### Excerpted text

Banner University Medical Center — Tucson entrance. Banner hospital is in the background. 

It is no secret that COVID-19 has had a devastating impact worldwide, on both academic and non-academic interests. Within the United States, we are leading the world in case count and total deaths, with over 14 million cases and 266,000 deaths reported since January 2020.

Going deeper into the local impact of COVID-19 in Arizona, an extremely recent recommendation report projects that total hospital capacity (both COVID-19 and non-COVID-19 designated beds) will be exceeded by January 2021. In the past few months, this has meant many changes from elective surgeries being halted to movie theaters being shut down. However, with cases rising at such an alarming rate and society bursting at its seams, what happens next is anyone’s guess.

Without having to go further into detail, the loss of life, financial devastation and extreme uncertainty brought about by COVID-19 will leave ripples that are going to be felt for years to come. One such area that is being uniquely impacted by the ongoing pandemic is research.

Basic science research is at the very foundation of how scientific discoveries are made, yet resources have been necessarily shifted towards vaccine discovery. Though virology research only made up 2% of biomedical research before the onset of COVID-19, the percentage has now been estimated to be over five times that at 10-20%. Lab space has been reallocated, funds have been diverted and personnel has been shifted towards the common goal of not only managing but ending COVID-19.

RELATED: Personalized vaccines: The new frontier in cancer treatment

While all this isn’t to say the impacts of these shifts in research haven’t been incredible, with Pfizer/BioNTech set to earn an Emergency Use Authorization for their revolutionary mRNA vaccine by the end of December 2020, we can’t forget about all the science which has been “pushed aside,” so to speak

Here at the University of Arizona, while we have done an objectively excellent job of managing COVID-19 on a post-undergraduate level, major sacrifices still have been made. Back on April 1, 2020, all labs not currently working on a research activity deemed essential were given two options; go through a waiver process or shut down.

######
### Excerpted data

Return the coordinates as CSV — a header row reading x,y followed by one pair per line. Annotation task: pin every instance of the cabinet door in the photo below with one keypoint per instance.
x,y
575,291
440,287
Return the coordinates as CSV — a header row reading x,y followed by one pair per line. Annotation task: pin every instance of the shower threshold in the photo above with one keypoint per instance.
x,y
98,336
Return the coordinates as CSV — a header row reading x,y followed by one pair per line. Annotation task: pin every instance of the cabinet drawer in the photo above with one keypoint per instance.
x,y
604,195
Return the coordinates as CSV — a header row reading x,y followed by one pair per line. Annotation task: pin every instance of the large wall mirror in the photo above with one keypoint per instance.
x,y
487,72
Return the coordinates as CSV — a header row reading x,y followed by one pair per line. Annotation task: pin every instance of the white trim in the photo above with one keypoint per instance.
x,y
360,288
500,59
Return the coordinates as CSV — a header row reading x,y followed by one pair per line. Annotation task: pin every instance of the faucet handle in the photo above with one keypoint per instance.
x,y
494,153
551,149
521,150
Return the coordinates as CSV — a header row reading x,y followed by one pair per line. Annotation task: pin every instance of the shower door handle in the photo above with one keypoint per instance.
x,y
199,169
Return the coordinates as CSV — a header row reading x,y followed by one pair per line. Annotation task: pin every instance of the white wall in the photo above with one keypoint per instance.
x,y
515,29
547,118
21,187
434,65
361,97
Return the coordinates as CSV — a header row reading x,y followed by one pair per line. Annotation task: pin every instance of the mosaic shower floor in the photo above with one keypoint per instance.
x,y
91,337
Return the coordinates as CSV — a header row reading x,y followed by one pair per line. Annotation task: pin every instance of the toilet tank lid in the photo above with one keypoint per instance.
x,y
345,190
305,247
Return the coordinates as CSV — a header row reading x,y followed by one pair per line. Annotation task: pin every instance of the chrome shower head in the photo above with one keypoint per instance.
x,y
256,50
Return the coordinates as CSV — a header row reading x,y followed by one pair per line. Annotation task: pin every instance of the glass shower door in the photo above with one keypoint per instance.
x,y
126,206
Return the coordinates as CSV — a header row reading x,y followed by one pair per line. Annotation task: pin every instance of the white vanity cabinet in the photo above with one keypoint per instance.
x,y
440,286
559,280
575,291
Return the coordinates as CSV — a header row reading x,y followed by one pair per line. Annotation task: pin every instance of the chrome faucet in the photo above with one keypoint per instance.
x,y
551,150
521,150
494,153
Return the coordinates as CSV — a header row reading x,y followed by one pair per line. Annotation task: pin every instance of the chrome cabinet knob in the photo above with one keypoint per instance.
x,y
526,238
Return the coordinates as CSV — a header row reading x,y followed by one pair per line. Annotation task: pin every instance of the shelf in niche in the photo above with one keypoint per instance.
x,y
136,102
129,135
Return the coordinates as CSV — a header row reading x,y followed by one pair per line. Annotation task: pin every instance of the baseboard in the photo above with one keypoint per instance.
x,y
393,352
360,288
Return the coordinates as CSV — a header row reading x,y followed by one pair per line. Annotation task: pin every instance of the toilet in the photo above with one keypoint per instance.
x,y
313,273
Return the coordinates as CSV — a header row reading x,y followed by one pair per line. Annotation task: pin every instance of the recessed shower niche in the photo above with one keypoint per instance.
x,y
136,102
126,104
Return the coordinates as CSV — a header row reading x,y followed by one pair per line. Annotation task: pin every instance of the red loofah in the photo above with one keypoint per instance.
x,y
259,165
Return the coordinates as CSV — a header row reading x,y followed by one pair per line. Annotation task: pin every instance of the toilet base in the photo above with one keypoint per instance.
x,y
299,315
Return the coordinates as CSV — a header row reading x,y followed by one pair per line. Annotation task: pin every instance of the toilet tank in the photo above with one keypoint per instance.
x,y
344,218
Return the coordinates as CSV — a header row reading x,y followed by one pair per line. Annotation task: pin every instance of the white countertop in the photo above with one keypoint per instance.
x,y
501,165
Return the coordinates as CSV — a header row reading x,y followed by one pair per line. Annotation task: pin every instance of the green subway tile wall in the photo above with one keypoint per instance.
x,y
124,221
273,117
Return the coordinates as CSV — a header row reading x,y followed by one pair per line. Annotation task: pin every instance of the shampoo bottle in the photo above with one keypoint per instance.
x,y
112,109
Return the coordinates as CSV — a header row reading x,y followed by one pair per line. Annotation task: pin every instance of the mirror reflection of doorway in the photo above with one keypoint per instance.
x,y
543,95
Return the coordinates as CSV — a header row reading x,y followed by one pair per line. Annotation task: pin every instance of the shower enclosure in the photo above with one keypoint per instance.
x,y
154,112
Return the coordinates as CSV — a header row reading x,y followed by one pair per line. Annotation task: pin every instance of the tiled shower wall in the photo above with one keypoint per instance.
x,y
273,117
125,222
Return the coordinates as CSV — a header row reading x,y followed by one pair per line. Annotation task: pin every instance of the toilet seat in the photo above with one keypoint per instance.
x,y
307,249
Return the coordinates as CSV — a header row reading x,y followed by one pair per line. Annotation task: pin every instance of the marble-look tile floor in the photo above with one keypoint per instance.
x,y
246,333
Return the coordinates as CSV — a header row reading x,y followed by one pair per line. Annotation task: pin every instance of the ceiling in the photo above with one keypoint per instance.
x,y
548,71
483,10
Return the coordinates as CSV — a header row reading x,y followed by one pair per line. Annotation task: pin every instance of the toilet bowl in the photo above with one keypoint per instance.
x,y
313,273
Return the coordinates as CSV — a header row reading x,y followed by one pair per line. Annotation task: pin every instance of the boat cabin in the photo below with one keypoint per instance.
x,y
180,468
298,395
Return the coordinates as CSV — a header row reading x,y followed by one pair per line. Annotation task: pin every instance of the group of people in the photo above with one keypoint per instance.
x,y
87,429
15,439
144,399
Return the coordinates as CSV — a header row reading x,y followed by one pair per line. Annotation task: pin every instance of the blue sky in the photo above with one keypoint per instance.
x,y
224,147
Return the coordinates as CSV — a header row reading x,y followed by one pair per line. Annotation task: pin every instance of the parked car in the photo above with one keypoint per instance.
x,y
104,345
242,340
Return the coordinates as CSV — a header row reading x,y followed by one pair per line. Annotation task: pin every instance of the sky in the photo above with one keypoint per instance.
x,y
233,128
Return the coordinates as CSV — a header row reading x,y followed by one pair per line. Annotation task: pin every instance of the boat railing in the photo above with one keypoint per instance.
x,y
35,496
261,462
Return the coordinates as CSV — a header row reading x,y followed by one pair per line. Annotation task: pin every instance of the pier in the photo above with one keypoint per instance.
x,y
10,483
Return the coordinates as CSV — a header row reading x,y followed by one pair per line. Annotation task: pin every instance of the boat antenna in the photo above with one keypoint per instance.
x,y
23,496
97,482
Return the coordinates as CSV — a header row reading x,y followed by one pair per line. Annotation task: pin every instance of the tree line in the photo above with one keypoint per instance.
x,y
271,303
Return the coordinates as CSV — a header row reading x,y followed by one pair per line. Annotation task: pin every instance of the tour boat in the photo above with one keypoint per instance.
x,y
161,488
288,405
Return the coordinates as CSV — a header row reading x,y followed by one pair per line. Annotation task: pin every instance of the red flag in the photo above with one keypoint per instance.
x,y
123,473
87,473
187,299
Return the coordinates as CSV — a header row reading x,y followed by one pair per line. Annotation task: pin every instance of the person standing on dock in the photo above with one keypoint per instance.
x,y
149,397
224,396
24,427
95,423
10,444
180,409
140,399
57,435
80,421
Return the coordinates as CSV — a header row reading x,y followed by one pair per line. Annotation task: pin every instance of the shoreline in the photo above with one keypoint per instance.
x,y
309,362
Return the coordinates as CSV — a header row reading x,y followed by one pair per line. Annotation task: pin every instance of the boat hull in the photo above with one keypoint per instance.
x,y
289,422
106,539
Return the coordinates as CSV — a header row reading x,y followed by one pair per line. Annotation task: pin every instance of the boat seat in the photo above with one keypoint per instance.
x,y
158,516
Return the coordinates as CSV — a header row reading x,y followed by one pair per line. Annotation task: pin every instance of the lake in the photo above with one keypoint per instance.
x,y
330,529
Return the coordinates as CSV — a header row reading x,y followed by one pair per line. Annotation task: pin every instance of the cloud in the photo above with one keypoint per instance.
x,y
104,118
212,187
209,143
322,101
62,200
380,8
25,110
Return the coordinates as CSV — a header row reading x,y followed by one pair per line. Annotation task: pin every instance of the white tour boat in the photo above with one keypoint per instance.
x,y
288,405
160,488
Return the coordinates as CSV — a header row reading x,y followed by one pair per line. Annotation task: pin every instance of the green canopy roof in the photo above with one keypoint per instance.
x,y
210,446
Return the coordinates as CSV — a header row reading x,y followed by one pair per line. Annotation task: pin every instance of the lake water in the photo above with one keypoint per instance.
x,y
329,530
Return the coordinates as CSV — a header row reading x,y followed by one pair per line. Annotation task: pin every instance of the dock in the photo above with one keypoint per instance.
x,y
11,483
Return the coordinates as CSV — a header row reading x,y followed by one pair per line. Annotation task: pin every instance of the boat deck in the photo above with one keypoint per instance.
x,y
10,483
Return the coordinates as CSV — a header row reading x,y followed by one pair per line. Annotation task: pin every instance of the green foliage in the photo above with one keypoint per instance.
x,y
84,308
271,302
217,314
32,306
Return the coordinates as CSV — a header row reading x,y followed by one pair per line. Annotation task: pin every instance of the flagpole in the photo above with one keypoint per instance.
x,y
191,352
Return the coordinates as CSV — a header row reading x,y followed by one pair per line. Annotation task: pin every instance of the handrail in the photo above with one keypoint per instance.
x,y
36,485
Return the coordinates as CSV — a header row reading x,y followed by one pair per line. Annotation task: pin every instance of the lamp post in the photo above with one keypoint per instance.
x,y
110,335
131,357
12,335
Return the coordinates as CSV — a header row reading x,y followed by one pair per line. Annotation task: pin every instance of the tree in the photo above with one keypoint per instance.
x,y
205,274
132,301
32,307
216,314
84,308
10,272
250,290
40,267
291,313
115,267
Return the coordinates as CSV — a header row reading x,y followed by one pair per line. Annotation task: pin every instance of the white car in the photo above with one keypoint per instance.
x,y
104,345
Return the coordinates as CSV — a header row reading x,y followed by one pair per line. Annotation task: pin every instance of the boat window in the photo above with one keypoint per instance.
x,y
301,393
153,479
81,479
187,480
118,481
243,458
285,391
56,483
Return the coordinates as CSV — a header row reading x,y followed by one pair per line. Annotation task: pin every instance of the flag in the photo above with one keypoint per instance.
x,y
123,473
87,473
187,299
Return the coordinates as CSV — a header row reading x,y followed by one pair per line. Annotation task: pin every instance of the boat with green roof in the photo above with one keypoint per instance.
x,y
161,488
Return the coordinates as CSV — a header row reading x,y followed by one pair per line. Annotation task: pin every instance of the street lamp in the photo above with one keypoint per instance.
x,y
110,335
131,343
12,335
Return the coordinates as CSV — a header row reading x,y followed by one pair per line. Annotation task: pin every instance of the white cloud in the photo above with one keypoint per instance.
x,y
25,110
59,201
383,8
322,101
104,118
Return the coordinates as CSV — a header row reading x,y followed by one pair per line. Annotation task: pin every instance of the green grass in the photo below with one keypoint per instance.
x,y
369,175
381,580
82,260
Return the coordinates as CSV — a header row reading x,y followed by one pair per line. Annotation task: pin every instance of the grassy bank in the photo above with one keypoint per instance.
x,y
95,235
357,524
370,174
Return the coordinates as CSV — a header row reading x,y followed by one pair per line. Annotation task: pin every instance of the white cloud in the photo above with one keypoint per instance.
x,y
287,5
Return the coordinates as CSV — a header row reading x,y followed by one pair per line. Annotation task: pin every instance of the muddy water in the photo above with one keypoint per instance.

######

Work request 1 → Rewrite the part of the COVID-19 research excerpt that opens with the words containing "Without having to" and closes with "but ending COVID-19.", swapping "vaccine discovery" for "vaccine development".
Work request 2 → Extend the excerpt on COVID-19's toll on research from the point where it stops.

Exercise result 1 →
Without having to go further into detail, the loss of life, financial devastation and extreme uncertainty brought about by COVID-19 will leave ripples that are going to be felt for years to come. One such area that is being uniquely impacted by the ongoing pandemic is research.

Basic science research is at the very foundation of how scientific discoveries are made, yet resources have been necessarily shifted towards vaccine development. Though virology research only made up 2% of biomedical research before the onset of COVID-19, the percentage has now been estimated to be over five times that at 10-20%. Lab space has been reallocated, funds have been diverted and personnel has been shifted towards the common goal of not only managing but ending COVID-19.

Exercise result 2 →
In the months following this announcement, research has been in a limbo state, with labs carefully managing who is in person and when to slow the spread in hopes that work can continue. Though the University of Arizona was picked because it is a local research facility, similar actions are being taken worldwide. The combined impact of shifting resources and temporary shutdowns have meant areas like congenital anomaly research have been all but halted, even though this is an issue that kills 400,000 annually.

​With Pfizer being a now household name, vaccine research progressing at an almost alarming rate, and COVID-19’s impact on basic science research appearing to slowly loosen, it is hard to say where the scientific community will be even a month from now. However, what can be said is that what was “normal” just over a year ago may never be achieved again. The “new normal” we all have been adjusting to for months, both in science and our daily lives, looks like it is here to stay.